→ TASK TO COMPLETE: Copy every line of the material below word for word.

→ MATERIAL FOR THIS EXERCISE:

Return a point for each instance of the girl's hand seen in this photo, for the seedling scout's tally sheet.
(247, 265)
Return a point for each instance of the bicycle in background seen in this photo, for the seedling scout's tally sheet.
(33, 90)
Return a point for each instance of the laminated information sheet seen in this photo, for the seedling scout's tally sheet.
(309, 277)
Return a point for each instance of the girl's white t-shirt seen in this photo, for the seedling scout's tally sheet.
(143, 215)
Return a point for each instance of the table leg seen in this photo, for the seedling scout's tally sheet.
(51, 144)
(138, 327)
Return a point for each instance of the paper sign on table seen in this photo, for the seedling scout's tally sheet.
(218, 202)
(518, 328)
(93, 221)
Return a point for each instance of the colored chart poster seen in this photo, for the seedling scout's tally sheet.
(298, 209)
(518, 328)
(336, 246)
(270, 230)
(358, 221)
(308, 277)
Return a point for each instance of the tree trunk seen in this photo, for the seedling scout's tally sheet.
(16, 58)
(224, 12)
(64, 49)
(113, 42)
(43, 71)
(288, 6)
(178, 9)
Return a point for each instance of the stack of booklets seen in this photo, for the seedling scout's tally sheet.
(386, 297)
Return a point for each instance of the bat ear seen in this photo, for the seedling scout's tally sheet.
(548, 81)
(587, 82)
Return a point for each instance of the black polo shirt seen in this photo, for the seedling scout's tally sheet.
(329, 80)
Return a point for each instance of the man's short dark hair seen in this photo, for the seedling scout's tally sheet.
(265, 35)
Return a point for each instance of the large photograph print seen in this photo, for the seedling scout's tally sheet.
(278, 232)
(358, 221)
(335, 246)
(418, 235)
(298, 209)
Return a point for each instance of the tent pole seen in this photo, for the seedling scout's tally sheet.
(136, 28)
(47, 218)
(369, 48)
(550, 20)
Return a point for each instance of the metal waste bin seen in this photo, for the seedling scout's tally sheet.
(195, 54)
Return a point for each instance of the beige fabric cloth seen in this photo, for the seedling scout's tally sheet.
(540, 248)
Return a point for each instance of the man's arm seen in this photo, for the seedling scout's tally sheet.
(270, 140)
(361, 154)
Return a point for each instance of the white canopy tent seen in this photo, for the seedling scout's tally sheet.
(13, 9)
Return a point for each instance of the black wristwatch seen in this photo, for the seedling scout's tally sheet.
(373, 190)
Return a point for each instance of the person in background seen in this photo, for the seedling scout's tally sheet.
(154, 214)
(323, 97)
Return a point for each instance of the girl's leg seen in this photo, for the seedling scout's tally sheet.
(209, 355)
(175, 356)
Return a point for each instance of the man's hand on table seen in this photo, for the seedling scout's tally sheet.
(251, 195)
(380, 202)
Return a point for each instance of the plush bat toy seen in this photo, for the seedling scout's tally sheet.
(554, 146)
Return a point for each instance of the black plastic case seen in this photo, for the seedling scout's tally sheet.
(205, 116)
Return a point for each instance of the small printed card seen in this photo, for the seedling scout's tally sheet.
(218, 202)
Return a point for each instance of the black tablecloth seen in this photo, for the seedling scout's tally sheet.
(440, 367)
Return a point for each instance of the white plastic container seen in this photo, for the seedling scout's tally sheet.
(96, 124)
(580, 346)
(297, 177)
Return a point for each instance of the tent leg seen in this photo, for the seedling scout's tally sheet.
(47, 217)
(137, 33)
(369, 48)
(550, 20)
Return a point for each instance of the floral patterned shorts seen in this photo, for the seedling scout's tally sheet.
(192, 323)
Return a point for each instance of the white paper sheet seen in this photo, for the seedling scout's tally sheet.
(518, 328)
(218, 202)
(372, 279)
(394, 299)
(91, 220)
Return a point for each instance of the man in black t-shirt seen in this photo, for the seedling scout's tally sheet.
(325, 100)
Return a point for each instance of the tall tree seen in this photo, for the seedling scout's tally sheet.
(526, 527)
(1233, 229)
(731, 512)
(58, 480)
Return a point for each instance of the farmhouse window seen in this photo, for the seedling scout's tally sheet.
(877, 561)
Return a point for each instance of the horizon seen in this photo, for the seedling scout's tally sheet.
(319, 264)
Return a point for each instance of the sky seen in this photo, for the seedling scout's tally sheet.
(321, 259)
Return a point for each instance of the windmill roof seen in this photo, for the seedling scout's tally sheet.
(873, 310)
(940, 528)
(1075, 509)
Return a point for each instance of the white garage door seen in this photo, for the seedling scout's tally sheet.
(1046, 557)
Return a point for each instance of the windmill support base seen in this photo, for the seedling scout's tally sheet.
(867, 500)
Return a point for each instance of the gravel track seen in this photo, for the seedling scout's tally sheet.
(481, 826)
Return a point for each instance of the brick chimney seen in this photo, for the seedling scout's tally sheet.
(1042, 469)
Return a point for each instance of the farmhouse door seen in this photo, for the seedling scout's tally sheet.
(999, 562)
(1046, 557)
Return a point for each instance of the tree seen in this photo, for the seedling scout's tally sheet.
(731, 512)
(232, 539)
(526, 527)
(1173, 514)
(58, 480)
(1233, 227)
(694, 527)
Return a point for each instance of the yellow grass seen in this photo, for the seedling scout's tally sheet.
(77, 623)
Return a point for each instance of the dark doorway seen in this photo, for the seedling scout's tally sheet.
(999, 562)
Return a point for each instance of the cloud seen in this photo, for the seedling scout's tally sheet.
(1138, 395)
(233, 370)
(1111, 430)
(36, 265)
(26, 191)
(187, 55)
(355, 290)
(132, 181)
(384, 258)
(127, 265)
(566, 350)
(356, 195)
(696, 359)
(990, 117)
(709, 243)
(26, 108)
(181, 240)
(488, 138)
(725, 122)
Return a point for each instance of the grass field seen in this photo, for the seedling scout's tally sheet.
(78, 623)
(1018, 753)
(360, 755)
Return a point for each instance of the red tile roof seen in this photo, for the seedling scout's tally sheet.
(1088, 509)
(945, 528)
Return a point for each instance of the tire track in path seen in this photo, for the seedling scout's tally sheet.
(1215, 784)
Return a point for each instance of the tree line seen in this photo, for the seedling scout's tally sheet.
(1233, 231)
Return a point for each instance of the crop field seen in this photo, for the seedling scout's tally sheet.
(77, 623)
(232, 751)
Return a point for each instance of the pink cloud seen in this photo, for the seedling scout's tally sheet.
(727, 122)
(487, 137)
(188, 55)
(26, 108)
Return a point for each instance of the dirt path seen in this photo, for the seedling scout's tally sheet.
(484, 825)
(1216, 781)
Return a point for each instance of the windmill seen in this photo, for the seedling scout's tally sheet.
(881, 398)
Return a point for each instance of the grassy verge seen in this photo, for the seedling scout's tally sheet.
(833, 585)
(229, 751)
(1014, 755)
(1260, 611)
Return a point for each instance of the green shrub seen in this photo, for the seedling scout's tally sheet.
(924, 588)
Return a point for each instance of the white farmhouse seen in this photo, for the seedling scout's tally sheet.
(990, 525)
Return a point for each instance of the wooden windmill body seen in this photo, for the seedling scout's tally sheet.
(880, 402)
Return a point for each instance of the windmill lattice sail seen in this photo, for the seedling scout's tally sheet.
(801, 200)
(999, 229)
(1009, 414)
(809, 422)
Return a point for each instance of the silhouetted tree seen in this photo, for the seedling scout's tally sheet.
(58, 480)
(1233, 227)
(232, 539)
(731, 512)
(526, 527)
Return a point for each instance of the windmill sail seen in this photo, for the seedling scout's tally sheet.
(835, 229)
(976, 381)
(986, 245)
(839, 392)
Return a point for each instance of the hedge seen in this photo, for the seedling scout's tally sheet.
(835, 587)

→ WRITTEN ANSWER:
Return a point for each instance of the girl's hand seen in this photo, for the seedling scout's tally sheet.
(247, 265)
Return a point for each instance of the bicycle in background seen in this photo, for the seedling scout's tally sheet.
(33, 90)
Return a point for each instance of the laminated information sheet seen in this photo, for the seedling scout's tally sheet.
(309, 277)
Return a point for each instance of the girl's white t-shirt seen in this photo, for the seedling scout's tally sheet.
(143, 215)
Return a point for each instance of the table leg seen in this photo, for the seedling scout's tally sheet.
(51, 144)
(138, 327)
Return a point for each instance of the paper sign on table seen in this photo, for the seedling scout's tally sheet.
(218, 202)
(518, 328)
(93, 221)
Return a point for each instance of the colored chart poster seen in this photo, for the seedling scout's tally sheet.
(298, 209)
(518, 328)
(336, 246)
(270, 230)
(358, 221)
(308, 277)
Return a point for each instance of the tree trunk seen in this photo, for the seedling scout's tally sheet.
(16, 58)
(224, 12)
(64, 49)
(113, 42)
(43, 71)
(288, 6)
(178, 9)
Return a point for each instance of the stack of booklets seen in this photo, for the seedling scout's tally sheet.
(386, 297)
Return a point for each instance of the bat ear seen in this photo, for the seedling scout's tally sheet.
(548, 81)
(587, 82)
Return a point for each instance of the black polo shirt seen in this photo, for the seedling scout's tally sheet.
(329, 80)
Return a point for each instance of the man's short dark hair seen in this photo, for the seedling scout's tally sheet.
(265, 35)
Return a point for each instance of the large photograph print seen in this photo, for the seedling scout's tally sheet.
(278, 232)
(358, 221)
(335, 246)
(418, 235)
(298, 209)
Return a point for each instance of the tent pole seen in this photo, for the seedling scout's tally sheet.
(136, 28)
(47, 218)
(369, 48)
(550, 20)
Return a point for each instance of the metal waste bin seen in this photo, for the seedling scout's tally sheet.
(195, 54)
Return a point for each instance of the beige fabric cloth seen in this photo, for the seedling scout's tally sheet.
(540, 248)
Return a point for each instance of the man's arm seen in this photo, for the seedling scout's tally sheet.
(270, 140)
(361, 154)
Return a point for each instance of the white canopy tent seen in this photo, for the seedling scout's tally sheet.
(13, 9)
Return a point for each instance of the black wristwatch seen in this photo, for the seedling scout's tally sheet.
(373, 190)
Return a point for each instance of the person in background seen in this photo, for the seedling scout's tally sheet.
(154, 214)
(323, 97)
Return a point for each instance of the girl's leg seen in this photo, for the seedling scout's tally sheet.
(209, 355)
(175, 356)
Return a point for each instance of the man's hand on table seen in this photo, for the seedling scout's tally sheet.
(251, 195)
(380, 202)
Return a point for each instance of the plush bat toy seen in this photo, for the seedling scout's tally sheet.
(554, 146)
Return a point for each instance of the black plastic case seen in this photo, for the seedling scout's tally sheet.
(205, 116)
Return a point for each instance of the small printed card seen in this photo, for the seedling scout's tally sheet.
(218, 202)
Return a point for each instance of the black tablecloth seen in this photo, for the seedling scout's tally sheet.
(440, 367)
Return a point for each instance of the white plastic container seen in this photo, for the seedling scout's tally sheet.
(96, 124)
(580, 346)
(297, 177)
Return a point for each instance of the tent leg seen in this photo, for the seedling scout's tally sheet.
(47, 217)
(137, 33)
(369, 48)
(550, 20)
Return a point for each instance of the floral patterned shorts seen in this photo, for the seedling scout's tally sheet.
(192, 323)
Return a point for each instance of the white paper sheet seen in this photo, for the seedling scout's tally sheet.
(518, 328)
(218, 202)
(372, 279)
(394, 299)
(91, 220)
Return a point for each instance of the man in black t-shirt seen in this photo, for the seedling scout's tally sheet.
(325, 100)
Return a point for each instance of the tall tree seen in this photo, for the seedling scout's tally sheet.
(526, 527)
(1233, 229)
(731, 512)
(58, 480)
Return a point for each instance of the farmhouse window seen in this photo, for the seedling scout's tally sheet.
(877, 561)
Return a point for each instance of the horizon seen in this photo, for the seedling scout's tally sheet.
(319, 264)
Return a point for each instance of the sky seen in this photo, for the seedling scout's tally sheet.
(321, 259)
Return a point for each instance of the windmill roof seen in this photo, for the seedling scout's tally sheet.
(873, 310)
(940, 528)
(1075, 509)
Return a point for each instance of the white garage door seen in this photo, for the seedling scout's tally sheet.
(1046, 557)
Return a point for each instance of the windmill support base seen in this photo, for the seedling scout's tally sheet.
(867, 500)
Return a point for each instance of the gravel track seen in this photo, for the seedling scout's tally sheet.
(481, 826)
Return a point for each instance of the brick chimney seen in this photo, for the seedling scout's tally sheet.
(1042, 469)
Return a point for each instance of the farmhouse door seen in this photo, for the seedling scout's tally sheet.
(999, 562)
(1046, 557)
Return a point for each instance of the tree seen in this photo, for the seedling scout's tally sheet.
(731, 512)
(232, 539)
(526, 527)
(1173, 514)
(58, 480)
(1233, 227)
(694, 527)
Return a point for each instance of the yellow grass seen in this photo, for the seedling scout's tally sheet.
(77, 623)
Return a point for each instance of the dark doorway seen in this photo, for the seedling scout's tally sheet.
(999, 562)
Return a point for each instance of the cloud seen in this photo, for the seedling scout's tally sheet.
(1138, 395)
(233, 370)
(1111, 430)
(36, 265)
(26, 191)
(187, 55)
(355, 290)
(132, 181)
(384, 258)
(127, 265)
(566, 350)
(356, 195)
(696, 359)
(990, 117)
(709, 243)
(26, 108)
(181, 240)
(488, 138)
(725, 122)
Return a point for each instance of the grass field seen in this photo, for the seedling scout's tally sheet.
(78, 623)
(1018, 753)
(360, 755)
Return a point for each instance of the red tile roof seen in this photo, for the seedling scout's tally sheet.
(1088, 509)
(945, 528)
Return a point for each instance of the tire track in path seen in this photo, for the seedling scout's tally sheet.
(1215, 784)
Return a point for each instance of the tree line seen in this photo, for the seedling scout's tally sheet.
(1233, 231)
Return a point for each instance of the crop field seen in this photo, for the seedling scout's tally sheet.
(77, 623)
(232, 751)
Return a point for each instance of the pink cloud seen in this photo, for the seedling scout's tally sheet.
(727, 122)
(487, 137)
(188, 55)
(26, 108)
Return a point for each instance of the dirt path seen in this photo, for the seedling scout's tally sheet.
(484, 825)
(1216, 781)
Return a point for each instance of the windmill seen in this photo, for the seedling scout's tally sheet.
(881, 398)
Return a point for each instance of the grassy verge seen in this photo, for the seedling scout's tally sheet.
(833, 585)
(229, 751)
(1014, 755)
(1260, 611)
Return a point for each instance of the green shrub seen in this photo, for the seedling scout's tally sheet.
(924, 588)
Return a point for each instance of the white farmhouse seen in this photo, for the seedling scout's tally sheet.
(990, 525)
Return a point for each instance of the wooden windmill body seen in this photo, for the seedling scout's tally sheet.
(880, 402)
Return a point for each instance of the windmill lattice sail seen in this photo, for the seedling scout's tally sheet.
(801, 200)
(999, 229)
(1009, 414)
(809, 422)
Return a point for each instance of the silhouetted tree seen in this photo, for the seedling scout's tally sheet.
(58, 480)
(1233, 227)
(232, 539)
(731, 512)
(526, 527)
Return a point for each instance of the windmill sail seen in this photo, for the seedling scout's tally sheet.
(835, 229)
(976, 381)
(986, 245)
(839, 392)
Return a point for each instance of the hedge seen in this photo, for the seedling scout's tally sheet.
(835, 587)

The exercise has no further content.